## TASK DIRECTIONS
Retype the tail of the data exactly, starting at the line containing "Detect: finger" and stopping at the last line.

Stored data entries:
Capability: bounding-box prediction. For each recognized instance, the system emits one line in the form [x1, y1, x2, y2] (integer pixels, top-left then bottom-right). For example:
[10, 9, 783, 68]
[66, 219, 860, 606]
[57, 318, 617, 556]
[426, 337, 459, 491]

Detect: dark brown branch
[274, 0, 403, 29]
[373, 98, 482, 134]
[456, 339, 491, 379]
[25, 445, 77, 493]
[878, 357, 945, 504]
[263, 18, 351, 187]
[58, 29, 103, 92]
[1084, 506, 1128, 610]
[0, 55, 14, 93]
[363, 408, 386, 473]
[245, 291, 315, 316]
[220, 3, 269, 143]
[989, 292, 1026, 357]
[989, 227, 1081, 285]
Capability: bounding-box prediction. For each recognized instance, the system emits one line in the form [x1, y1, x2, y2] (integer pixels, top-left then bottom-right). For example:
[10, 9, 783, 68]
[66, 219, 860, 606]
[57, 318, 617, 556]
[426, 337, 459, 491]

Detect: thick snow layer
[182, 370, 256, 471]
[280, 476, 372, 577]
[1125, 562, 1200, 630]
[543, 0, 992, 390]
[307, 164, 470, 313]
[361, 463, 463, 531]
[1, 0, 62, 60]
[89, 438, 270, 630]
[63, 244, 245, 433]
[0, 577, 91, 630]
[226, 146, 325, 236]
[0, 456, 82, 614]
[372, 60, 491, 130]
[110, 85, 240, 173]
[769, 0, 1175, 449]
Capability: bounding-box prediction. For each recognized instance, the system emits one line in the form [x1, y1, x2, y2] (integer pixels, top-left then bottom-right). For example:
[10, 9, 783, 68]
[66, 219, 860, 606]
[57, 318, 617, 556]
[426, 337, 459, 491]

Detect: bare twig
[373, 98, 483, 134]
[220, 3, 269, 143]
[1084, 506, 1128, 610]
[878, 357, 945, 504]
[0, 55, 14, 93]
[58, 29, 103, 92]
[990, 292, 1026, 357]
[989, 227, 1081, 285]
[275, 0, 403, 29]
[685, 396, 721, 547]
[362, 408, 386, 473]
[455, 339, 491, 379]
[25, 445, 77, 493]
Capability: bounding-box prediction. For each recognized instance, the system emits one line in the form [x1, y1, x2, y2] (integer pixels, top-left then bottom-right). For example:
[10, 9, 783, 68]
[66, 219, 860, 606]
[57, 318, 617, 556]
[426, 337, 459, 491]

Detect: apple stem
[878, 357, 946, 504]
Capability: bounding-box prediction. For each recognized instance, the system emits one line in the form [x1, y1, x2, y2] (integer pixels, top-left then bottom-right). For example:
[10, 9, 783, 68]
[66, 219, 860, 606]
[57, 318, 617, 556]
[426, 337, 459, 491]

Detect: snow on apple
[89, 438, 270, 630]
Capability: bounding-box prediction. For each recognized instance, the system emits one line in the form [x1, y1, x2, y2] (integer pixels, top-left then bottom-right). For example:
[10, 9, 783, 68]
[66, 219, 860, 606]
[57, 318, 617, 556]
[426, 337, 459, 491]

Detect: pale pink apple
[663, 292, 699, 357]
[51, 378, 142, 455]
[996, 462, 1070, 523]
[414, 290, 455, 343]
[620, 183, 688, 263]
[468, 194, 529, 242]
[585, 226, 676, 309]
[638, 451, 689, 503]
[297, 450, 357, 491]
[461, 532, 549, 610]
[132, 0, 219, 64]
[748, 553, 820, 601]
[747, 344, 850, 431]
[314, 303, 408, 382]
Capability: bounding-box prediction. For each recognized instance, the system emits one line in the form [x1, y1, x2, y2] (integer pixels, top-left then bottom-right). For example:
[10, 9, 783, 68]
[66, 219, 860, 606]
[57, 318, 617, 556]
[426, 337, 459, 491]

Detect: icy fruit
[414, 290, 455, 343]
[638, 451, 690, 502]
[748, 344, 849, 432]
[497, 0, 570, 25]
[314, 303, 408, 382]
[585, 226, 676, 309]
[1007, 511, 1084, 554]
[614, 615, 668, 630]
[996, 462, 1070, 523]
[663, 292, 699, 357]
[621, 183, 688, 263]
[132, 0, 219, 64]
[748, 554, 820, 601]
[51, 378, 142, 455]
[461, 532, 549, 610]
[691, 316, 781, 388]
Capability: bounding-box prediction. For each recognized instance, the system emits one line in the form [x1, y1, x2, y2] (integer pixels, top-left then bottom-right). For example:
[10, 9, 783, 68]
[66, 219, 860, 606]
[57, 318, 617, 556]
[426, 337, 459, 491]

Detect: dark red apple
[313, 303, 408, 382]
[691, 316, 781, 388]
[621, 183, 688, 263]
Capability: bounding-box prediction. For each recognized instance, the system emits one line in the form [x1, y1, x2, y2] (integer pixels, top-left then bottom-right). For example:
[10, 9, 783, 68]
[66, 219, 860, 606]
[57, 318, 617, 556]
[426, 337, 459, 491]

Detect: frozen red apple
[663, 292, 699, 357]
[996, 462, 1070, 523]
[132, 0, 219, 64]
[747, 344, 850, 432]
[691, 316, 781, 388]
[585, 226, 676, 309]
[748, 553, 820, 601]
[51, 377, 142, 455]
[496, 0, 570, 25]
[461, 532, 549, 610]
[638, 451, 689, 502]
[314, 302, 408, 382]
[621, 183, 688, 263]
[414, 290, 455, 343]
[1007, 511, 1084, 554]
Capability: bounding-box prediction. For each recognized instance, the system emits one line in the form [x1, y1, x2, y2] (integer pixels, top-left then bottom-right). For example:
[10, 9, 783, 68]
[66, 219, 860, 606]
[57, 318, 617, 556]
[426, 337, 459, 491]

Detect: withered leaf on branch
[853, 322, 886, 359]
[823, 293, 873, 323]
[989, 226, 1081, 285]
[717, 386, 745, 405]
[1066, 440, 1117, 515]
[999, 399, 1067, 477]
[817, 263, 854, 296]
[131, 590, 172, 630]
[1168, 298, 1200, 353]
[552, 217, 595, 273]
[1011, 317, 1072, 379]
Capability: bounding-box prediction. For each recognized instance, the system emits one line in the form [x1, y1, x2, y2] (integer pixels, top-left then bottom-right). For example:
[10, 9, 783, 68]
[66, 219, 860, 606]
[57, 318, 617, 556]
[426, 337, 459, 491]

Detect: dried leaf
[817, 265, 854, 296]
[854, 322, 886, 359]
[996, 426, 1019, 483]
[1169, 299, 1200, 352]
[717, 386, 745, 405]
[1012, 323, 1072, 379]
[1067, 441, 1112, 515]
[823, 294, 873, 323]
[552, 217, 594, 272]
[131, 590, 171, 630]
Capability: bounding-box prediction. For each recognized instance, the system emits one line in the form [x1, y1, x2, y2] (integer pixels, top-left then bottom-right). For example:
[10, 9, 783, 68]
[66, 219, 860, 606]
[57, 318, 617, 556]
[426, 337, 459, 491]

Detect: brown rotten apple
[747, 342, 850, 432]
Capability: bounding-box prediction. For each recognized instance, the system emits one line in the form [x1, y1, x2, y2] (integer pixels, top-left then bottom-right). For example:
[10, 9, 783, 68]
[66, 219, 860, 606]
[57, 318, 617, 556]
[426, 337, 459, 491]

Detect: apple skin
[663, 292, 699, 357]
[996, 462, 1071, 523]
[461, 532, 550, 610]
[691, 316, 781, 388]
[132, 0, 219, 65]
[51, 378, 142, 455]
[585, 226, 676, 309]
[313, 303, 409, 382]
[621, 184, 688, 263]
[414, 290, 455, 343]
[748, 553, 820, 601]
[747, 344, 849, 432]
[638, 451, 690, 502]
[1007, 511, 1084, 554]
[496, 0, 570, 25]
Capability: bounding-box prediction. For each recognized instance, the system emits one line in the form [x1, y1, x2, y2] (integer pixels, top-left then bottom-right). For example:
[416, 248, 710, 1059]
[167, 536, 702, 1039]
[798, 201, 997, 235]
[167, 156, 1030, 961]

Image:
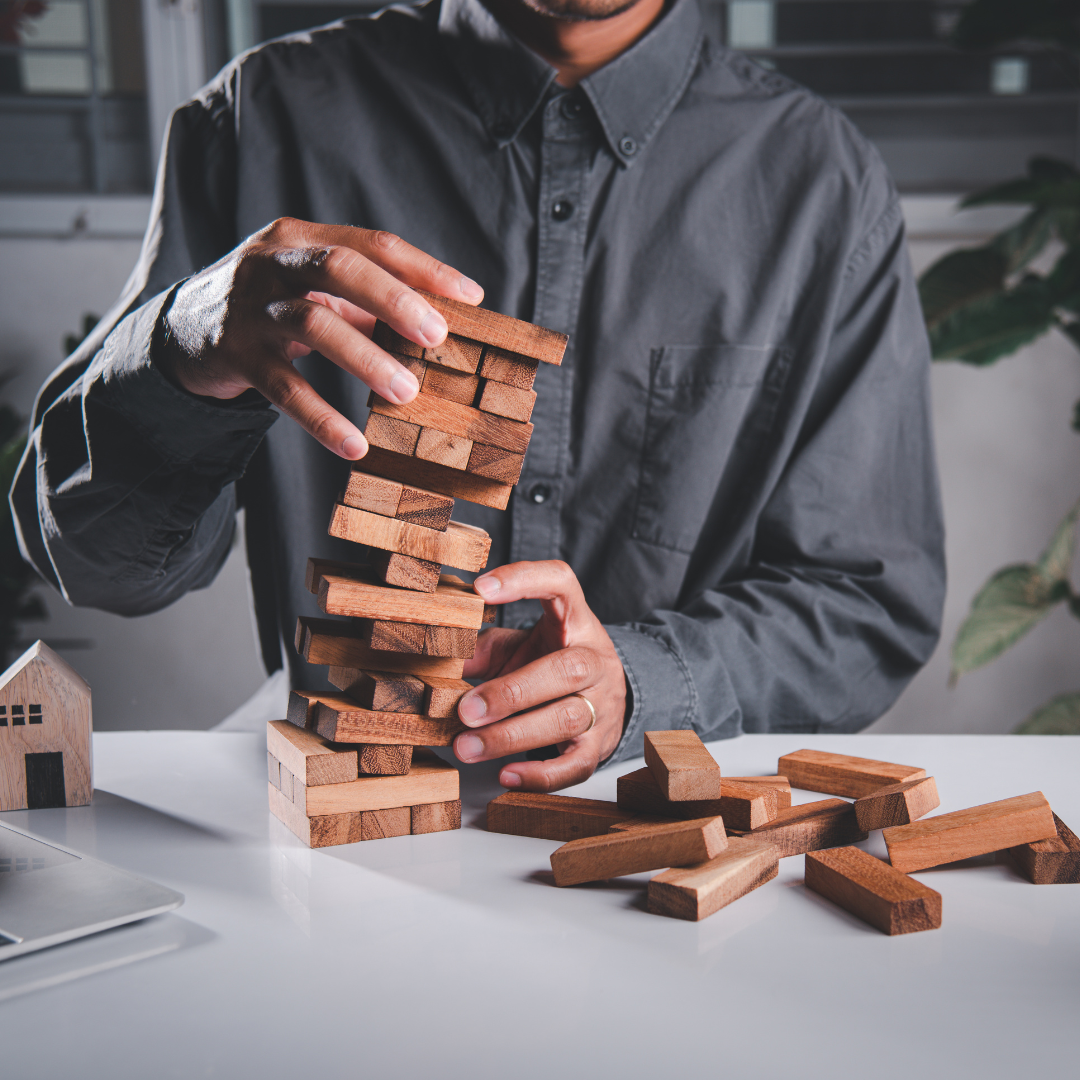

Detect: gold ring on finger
[570, 693, 596, 732]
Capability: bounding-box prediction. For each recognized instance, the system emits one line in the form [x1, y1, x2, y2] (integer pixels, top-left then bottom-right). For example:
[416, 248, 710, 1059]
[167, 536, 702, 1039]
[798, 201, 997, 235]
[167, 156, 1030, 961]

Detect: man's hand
[454, 560, 627, 791]
[157, 217, 483, 458]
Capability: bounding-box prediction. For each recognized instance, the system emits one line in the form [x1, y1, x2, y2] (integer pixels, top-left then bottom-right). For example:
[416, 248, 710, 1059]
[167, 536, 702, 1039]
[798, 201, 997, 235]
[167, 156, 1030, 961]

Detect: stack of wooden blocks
[487, 734, 1079, 929]
[268, 292, 567, 847]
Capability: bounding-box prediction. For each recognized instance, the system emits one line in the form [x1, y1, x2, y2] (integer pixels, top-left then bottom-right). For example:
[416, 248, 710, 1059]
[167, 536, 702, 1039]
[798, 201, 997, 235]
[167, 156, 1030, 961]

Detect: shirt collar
[437, 0, 703, 164]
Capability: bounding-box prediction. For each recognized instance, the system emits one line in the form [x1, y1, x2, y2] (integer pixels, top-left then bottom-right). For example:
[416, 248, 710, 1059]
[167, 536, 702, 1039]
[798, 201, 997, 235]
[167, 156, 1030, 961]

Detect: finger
[305, 290, 376, 336]
[456, 646, 601, 727]
[473, 560, 595, 642]
[248, 355, 367, 459]
[498, 739, 602, 793]
[453, 693, 596, 761]
[462, 627, 528, 679]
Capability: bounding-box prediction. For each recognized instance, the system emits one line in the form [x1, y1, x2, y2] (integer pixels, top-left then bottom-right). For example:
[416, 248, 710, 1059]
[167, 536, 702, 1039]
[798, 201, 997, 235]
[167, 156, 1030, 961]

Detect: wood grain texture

## EXPECTED ANSWER
Detect: finger
[305, 290, 376, 336]
[456, 646, 601, 727]
[473, 560, 595, 642]
[248, 355, 367, 459]
[498, 739, 602, 793]
[453, 693, 596, 761]
[462, 627, 528, 679]
Capability: bounding-box prediction. For each recognized instance, the system emits one line in the form [x1, y1, x2, y2] (integer pixels, top-left then bottom-right). For example:
[416, 248, 710, 1059]
[167, 536, 702, 1039]
[798, 201, 997, 235]
[167, 156, 1030, 961]

Detect: wood grain texture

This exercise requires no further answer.